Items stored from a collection

* * * * * * *

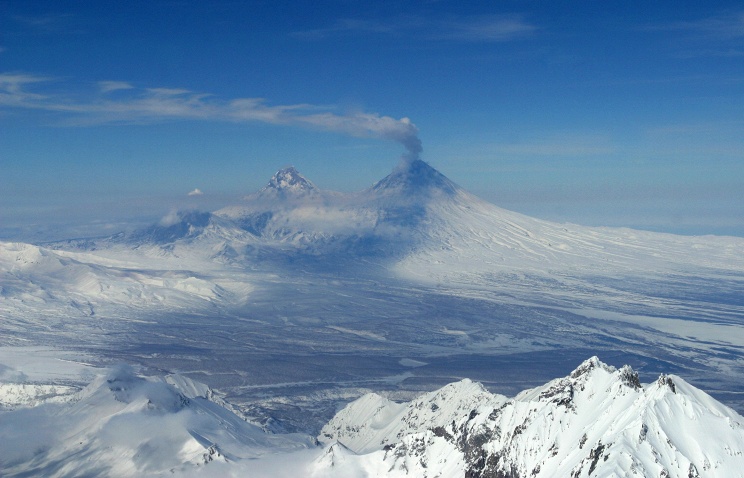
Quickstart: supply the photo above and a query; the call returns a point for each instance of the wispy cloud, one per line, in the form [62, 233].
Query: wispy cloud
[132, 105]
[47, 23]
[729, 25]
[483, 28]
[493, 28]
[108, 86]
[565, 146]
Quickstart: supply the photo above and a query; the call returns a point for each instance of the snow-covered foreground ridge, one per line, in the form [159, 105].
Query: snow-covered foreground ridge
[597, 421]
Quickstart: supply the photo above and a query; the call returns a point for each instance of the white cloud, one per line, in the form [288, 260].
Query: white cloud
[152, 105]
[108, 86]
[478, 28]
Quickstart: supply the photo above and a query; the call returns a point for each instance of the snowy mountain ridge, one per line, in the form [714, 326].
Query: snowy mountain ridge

* * * * * * *

* Written instruction *
Render every line of the records above as a numbered list, skipping any blank lines. Leave the pictures out.

* Finished answer *
1. Quickstart: supply the photo above and a query; the call returns a point for each instance of the wispy cloud, one per line, in the form [62, 233].
2. Query: wispy cloud
3. [132, 105]
4. [47, 23]
5. [729, 25]
6. [483, 28]
7. [493, 28]
8. [108, 86]
9. [565, 146]
10. Quickstart: supply the photo above and a query; the call returns a point for each instance of the snow-covered foreground ridge, one per line, in the form [159, 105].
11. Query: snow-covered foreground ridge
12. [597, 421]
13. Quickstart: supply the photo above and a query; the call returns a point for each instance of the white cloud, one per line, in the form [288, 260].
14. Query: white cloud
15. [152, 105]
16. [108, 86]
17. [478, 28]
18. Quickstart: supply the photo above and a query; the call returns a point for each instance of the snowy mountain ridge, one per line, in the form [714, 326].
19. Query: snowy mountain ridge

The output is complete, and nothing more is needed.